Answer these three questions from the entry on The Knight of Sainte-Hermine:
(a) Who found an almost-complete copy of the novel, and in what form?
(b) In what year was the English translation published, and under what title?
(c) Which British admiral's death features in a key scene?

* Passage:
◆ ◆ ◆ ◆ ◆ ◆ ◆

The Knight of Sainte-Hermine
- Author: Alexandre Dumas
- Language: French
- Genre: Historical novel, swashbuckler
- Publication date: 2005
- Publication place: France
- Pages: 900

= The Knight of Sainte-Hermine =

Unfinished novel by Alexandre Dumas

The Knight of Sainte-Hermine (published in France in 2005 under the title Le Chevalier de Sainte-Hermine, and translated to English under the title The Last Cavalier) is an unfinished historical novel by Alexandre Dumas, believed to be Dumas' last major work. The novel was lost until the late twentieth century. Dumas scholar Claude Schopp found an almost-complete copy in the form of a newspaper serial. A number of Dumas' previously forgotten works have been found, but this novel is the largest and most complete at 900 pages.

The novel is a swashbuckling tale set during the rise of the Napoleonic Empire. A key scene features the Battle of Trafalgar and the death of British admiral Horatio Nelson. It was translated into English and published in 2007 as The Last Cavalier, and has since been translated into other languages.

== History ==
"You can imagine my surprise when, among reels and reels of microfilmed archives, I stumbled upon an almost complete serialised novel, entitled The Knight of Sainte-Hermine, and signed by Alexandre Dumas". —Claude Schopp (Bell, 2005)

◆ ◆ ◆ ◆ ◆ ◆ ◆

* Collected material:

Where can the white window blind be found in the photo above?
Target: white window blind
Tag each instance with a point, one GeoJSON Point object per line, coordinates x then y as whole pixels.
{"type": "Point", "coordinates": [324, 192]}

◆ ◆ ◆ ◆ ◆ ◆ ◆

* Exercise response:
(a) Claude Schopp, in the form of a newspaper serial.
(b) 2007, as The Last Cavalier.
(c) Horatio Nelson.